Consigne écrite 1 ▸ D'après le texte fourni ci-dessous, à quel montant d'amende Christian Tommasini a-t-il été condamné le 17 décembre 2021 ?

Le Yachting club de la Pointe-Rouge est responsable de la gestion du port de plaisance. (Photo : Google Maps)
Le Yachting club de la Pointe-Rouge est responsable de la gestion du port de plaisance. (Photo : Google Maps)

Le Yachting club de la Pointe-Rouge est responsable de la gestion du port de plaisance. (Photo : Google Maps)

Marseille s’apprête ce mercredi 8 mai à être le premier point d’accueil en France de la flamme olympique et l’événement attire les regards du monde entier. Un relais de personnalités se prépare pour porter le flambeau jusqu’au stade Vélodrome. Marseille, choisie car elle est “une ville populaire, chaleureuse, multiculturelle”, d’après le président du comité d’organisation des Jeux, Tony Estanguet.

Plus loin dans les chaînons du dispositif olympique cependant, le site de la Pointe-Rouge accueille neuf pavillons olympiques, délégations étrangères de sports nautiques, en tant que centre de préparation. Le port en question a à sa tête une personnalité qui évoque une ville aux valeurs différentes : le président du Yachting club Pointe-Rouge (YCPR), club sportif gestionnaire du port, est de nouveau Christian Tommasini.

Revenu à son poste en avril 2022, il en avait pourtant démissionné l’année précédente, suite à la publication de l’enregistrement d’une réunion du conseil portuaire, l’instance gestionnaire des ports de plaisance de Marseille. Il y avait notamment déclaré, sans être jamais interrompu par les différents représentants, que sur le port de la Pointe-Rouge, “il n’y a que des melons, que des arabes“, ainsi qu’un menaçant “le jour où il faudra s’armer, je serai le premier à aller faire de la ratonnade“, ou encore un sans équivoque : “Oui, je suis raciste“. Des propos qui avaient été effacés du compte-rendu officiel de séance. Dans le communiqué qui annonçait publiquement sa démission, Christian Tommasini disait vouloir “préserver avant tout les intérêts de [son] club“.

Condamné le 17 décembre 2021 à 10 000 euros d’amende, pour injure publique raciale et provocation publique à la haine ou à la violence raciale, il avait multiplié les mea-culpa lors de son procès. Un changement qui n’aura donc que très peu duré : l’assemblée générale du club le 22 avril 2022 réinstalle donc Christian Tommasini à la présidence. En s’adressant à ses membres dans la revue annuelle de l’YCPR, début 2023, ce dernier se félicite – “Après la tempête, comme en mer, le calme revient !” – et qualifie l’affaire “d’épisode politico-médiatique“. La récente assemblée générale de ce printemps 2024 l’a confirmé à ce poste.

[Entrées d'un jeu de données]
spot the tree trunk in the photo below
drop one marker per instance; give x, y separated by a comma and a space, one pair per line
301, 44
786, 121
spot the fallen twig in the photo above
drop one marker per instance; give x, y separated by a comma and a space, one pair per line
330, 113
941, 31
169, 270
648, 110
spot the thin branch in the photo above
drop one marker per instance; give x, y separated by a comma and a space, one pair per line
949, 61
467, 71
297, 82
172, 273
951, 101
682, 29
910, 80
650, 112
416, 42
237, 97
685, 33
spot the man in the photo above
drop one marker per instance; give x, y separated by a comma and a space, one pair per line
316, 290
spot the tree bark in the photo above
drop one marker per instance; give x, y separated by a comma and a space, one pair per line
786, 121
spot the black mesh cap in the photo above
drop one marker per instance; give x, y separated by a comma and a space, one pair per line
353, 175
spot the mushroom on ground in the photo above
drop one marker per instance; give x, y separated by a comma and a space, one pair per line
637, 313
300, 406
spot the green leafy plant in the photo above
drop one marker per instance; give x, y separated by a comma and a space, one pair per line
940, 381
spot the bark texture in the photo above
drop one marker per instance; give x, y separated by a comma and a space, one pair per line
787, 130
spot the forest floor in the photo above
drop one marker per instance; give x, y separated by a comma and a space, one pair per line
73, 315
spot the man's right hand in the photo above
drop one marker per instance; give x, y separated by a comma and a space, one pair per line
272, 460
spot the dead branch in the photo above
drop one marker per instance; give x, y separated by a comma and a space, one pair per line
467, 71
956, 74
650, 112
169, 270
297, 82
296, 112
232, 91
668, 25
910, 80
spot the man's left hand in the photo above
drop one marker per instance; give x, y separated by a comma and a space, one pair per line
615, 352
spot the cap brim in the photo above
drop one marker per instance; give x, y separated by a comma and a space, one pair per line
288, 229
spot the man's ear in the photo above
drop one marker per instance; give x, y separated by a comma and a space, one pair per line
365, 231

Consigne écrite 2 ▸ Comptez les lignes des entrées qui contiennent la chaîne « tree », puis donnez seulement ce nombre.

Réponse complète 1 ▸ À 10 000 euros d'amende.

Réponse complète 2 ▸ 2